--- Start EXERCISE DATA ---

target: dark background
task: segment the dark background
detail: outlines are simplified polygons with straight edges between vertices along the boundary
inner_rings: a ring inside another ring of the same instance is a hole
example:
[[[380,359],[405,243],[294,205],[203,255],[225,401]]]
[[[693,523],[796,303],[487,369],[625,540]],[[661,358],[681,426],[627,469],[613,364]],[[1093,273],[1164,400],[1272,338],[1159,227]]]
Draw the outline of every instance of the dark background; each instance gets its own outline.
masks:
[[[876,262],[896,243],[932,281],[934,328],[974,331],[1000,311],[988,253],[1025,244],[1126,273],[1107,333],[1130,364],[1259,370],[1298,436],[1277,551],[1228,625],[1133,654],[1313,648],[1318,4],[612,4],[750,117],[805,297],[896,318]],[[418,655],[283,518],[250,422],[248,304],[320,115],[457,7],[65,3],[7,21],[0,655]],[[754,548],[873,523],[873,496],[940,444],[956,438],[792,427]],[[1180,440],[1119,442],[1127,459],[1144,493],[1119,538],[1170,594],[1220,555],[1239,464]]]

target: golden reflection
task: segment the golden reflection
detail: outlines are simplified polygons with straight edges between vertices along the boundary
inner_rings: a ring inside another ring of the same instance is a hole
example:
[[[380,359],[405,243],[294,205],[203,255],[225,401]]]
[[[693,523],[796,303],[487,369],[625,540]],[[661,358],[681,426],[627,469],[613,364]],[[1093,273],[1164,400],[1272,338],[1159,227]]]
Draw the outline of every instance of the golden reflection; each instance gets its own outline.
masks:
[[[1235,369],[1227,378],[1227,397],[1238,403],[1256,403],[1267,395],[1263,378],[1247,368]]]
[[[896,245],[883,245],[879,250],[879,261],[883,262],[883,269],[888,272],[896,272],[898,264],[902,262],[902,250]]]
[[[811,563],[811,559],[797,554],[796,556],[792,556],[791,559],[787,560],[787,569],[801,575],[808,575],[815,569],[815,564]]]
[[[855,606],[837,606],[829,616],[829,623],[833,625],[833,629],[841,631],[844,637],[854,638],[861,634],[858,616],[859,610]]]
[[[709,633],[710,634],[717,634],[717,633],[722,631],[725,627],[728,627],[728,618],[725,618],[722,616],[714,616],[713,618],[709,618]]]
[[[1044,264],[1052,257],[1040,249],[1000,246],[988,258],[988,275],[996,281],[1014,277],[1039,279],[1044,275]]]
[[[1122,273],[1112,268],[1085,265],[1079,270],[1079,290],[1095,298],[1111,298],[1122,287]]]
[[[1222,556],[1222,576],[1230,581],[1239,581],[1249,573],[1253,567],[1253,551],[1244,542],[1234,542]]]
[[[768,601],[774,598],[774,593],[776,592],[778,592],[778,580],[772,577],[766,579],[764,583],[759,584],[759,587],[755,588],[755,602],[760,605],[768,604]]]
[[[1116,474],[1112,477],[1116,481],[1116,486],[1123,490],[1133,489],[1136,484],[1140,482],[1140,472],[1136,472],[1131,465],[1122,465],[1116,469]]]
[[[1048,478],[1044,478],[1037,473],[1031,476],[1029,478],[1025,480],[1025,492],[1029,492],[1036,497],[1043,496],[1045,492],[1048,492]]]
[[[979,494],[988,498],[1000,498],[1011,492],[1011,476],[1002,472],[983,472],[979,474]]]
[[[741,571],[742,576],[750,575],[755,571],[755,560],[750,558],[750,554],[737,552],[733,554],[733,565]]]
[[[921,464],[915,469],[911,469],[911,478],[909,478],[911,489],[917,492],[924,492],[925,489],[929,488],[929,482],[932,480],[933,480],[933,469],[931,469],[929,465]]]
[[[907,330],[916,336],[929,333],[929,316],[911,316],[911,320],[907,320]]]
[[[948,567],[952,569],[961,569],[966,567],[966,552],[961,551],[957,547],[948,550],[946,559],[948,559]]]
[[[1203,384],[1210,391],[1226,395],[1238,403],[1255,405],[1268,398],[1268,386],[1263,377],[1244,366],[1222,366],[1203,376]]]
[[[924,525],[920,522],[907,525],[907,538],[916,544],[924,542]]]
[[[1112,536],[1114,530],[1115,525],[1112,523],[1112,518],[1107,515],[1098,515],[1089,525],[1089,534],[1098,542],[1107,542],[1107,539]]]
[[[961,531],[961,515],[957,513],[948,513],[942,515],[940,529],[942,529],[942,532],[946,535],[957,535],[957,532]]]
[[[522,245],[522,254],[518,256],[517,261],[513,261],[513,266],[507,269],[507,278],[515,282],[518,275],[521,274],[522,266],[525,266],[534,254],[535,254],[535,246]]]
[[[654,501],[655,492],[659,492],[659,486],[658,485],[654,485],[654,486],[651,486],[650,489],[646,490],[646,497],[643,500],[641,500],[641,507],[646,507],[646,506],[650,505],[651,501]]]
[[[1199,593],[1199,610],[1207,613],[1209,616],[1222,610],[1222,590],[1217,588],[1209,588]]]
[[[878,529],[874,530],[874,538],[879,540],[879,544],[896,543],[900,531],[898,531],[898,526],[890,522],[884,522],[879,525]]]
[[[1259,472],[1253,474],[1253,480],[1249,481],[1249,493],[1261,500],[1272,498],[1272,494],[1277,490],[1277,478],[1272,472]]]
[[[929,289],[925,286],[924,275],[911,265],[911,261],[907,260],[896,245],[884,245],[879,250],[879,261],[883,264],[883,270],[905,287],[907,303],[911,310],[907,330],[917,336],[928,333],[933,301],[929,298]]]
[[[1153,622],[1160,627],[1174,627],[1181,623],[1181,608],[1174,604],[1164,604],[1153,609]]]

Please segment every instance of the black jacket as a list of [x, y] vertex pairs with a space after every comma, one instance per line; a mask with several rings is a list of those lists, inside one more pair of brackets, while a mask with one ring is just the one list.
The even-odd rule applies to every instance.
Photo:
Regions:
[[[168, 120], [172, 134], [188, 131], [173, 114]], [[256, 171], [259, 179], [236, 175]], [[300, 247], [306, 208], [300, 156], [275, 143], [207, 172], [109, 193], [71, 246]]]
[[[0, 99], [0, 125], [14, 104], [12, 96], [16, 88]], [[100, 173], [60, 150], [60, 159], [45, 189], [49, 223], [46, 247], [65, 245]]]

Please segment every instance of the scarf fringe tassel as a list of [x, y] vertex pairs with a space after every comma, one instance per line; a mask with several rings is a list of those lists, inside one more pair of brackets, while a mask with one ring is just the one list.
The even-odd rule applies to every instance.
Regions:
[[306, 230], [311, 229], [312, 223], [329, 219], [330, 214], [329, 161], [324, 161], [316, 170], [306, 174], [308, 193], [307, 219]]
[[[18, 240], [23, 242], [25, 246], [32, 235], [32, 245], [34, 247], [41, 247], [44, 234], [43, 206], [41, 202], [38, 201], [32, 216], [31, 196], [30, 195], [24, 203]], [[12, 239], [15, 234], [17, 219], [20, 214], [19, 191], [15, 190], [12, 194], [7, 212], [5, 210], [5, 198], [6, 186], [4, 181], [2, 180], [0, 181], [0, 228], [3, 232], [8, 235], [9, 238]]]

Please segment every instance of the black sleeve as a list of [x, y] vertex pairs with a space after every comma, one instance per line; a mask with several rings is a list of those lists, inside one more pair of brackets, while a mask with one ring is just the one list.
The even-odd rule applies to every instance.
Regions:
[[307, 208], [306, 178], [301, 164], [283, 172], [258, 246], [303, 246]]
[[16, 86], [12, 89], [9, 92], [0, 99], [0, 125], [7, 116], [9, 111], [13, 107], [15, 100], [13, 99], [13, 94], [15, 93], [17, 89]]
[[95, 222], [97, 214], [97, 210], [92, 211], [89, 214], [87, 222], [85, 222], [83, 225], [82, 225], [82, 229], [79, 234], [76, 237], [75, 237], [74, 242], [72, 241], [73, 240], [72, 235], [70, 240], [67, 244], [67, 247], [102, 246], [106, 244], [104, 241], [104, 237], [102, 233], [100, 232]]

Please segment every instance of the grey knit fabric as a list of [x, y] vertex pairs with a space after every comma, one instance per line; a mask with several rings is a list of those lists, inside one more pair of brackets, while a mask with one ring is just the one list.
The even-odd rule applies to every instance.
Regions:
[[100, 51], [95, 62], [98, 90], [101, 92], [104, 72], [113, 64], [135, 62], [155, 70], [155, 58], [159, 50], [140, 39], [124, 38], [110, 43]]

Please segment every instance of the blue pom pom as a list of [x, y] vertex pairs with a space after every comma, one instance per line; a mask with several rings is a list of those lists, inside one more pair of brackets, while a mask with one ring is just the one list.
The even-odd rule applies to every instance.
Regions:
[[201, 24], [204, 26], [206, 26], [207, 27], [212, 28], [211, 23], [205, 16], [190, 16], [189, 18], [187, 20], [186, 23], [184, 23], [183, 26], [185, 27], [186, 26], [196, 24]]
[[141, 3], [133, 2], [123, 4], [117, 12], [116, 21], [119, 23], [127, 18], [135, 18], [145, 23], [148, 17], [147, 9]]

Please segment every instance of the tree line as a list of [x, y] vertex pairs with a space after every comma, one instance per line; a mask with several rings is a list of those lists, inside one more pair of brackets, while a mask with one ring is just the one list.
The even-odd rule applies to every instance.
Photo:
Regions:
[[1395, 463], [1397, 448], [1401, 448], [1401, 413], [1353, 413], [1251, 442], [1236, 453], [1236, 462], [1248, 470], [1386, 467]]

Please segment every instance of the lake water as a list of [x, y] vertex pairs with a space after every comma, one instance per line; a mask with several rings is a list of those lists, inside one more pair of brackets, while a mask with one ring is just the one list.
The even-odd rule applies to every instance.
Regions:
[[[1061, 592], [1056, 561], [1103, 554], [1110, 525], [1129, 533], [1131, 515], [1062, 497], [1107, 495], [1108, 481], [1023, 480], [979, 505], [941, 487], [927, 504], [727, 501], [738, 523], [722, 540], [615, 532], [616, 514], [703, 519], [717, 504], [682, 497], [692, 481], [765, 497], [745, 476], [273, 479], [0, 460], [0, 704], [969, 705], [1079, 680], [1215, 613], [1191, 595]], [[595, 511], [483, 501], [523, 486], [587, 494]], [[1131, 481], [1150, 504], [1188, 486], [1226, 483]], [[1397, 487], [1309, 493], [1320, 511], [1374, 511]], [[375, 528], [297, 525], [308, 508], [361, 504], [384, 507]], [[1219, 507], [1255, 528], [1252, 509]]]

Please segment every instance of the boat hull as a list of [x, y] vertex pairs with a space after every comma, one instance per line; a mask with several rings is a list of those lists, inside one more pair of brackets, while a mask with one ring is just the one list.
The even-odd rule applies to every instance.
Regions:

--- End EXERCISE DATA ---

Please set out the lines as a Markdown table with the columns Row and Line, numbering each row and skipping blank lines. Include only the lines from the one containing "Please segment every instance of the boat" through the last line of the records.

| Row | Line |
|---|---|
| 1 | Please segment every instance of the boat hull as a list of [x, y] vertex pairs with a space after every comma, one instance per line; a mask with several rings is a list of those lists, inside one more pair of brackets, while a mask with one ring is just the one list. |
| 2 | The even-odd rule applies to every instance. |
| 3 | Regions: |